[RFC PATCH 00/10] Support free page filtering looking up mem_map array

Atsushi Kumagai kumagai-atsushi at mxc.nes.nec.co.jp
Fri Jul 13 01:23:03 EDT 2012


Hello,

On Fri, 29 Jun 2012 15:23:37 +0900
Atsushi Kumagai <kumagai-atsushi at mxc.nes.nec.co.jp> wrote:

> Hello HATAYAMA-san,
> 
> On Fri, 29 Jun 2012 02:37:57 +0900
> HATAYAMA Daisuke <d.hatayama at jp.fujitsu.com> wrote:
> 
> > Sorry for late posting. I made RFC patch set for free page filtering
> > looking up mem_map array. Unlike exiting method looking up free page
> > list, this is done in constant space.
> > 
> > I intend this patch set to be merged with Kumagai-san's cyclic patch
> > set, so I mark these with RFC. See TODO below. Also, I have yet to
> > test the logic for old kernels from v2.6.15 to v2.6.17.
> > 
> > This new free page filtering needs the following values.
> > 
> >   - OFFSET(page._mapcount)
> >   - OFFSET(page.private)
> >   - SIZE(pageflags)
> >   - NUMBER(PG_buddy)
> >   - NUMBER(PG_slab)
> >   - NUMBER(PAGE_BUDDY_MAPCOUNT_VALUE)

▶ **Goal 1**:
Copy the free page filtering post word for word, from "On Fri, 29 Jun 2012 15:23:37" up to and including "in constant space.".
▶ **Goal 2**:
Continue the mailing list post on free page filtering past its last line.

▶ **Data segment**:
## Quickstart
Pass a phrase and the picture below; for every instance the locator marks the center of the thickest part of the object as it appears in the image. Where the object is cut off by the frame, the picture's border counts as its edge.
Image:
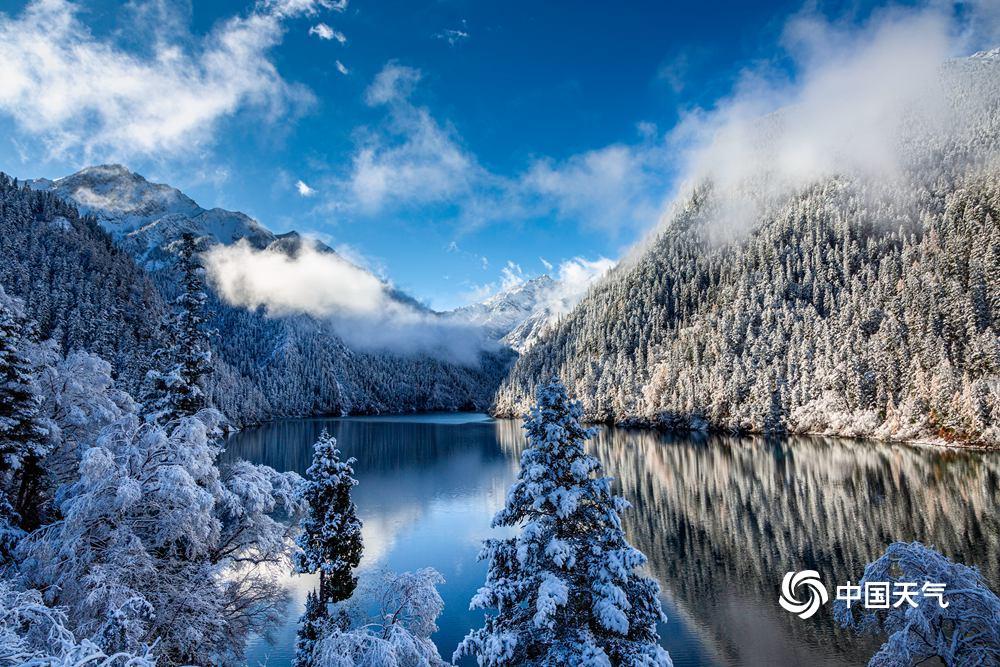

▶ **Exercise response 1**:
On Fri, 29 Jun 2012 15:23:37 +0900
Atsushi Kumagai <kumagai-atsushi at mxc.nes.nec.co.jp> wrote:

> Hello HATAYAMA-san,
> 
> On Fri, 29 Jun 2012 02:37:57 +0900
> HATAYAMA Daisuke <d.hatayama at jp.fujitsu.com> wrote:
> 
> > Sorry for late posting. I made RFC patch set for free page filtering
> > looking up mem_map array. Unlike exiting method looking up free page
> > list, this is done in constant space.

▶ **Exercise response 2**:
> > 
> > Unfortunately, OFFSET(_mapcount) and OFFSET(private) fields of page
> > structure cannot be obtained from VMLINUX using the exiting library in
> > makedumpfile since two members are anonymous components of union
> > types. We need a new interface for them.
> > 
> > To try to use this patch set, it's handy to pass manually editted
> > VMCOREINFO file via -i option.
> > 
> > TODO
> > 
> >   1. Add new values in VMCOREINFO on the upstream kernel.
> > 
> >   2. Decide when to use this logic instead of the existing free list
> >   logic. Option is 1) introduce new dump level or 2) use it
> >   automatically if --cyclic is specified. This patch chooses 1) only
> >   for RFC use.
> > 
> >   3. Consider how to deal with old kernels on which we cannot add the
> >   values in VMCOREINFO. Options is 1) to force users to use VMLINUX,
> >   2) to cover them full hard coding or 3) to give up support on full
> >   range of kernel versions ever.
> 
> Thank you always for your work.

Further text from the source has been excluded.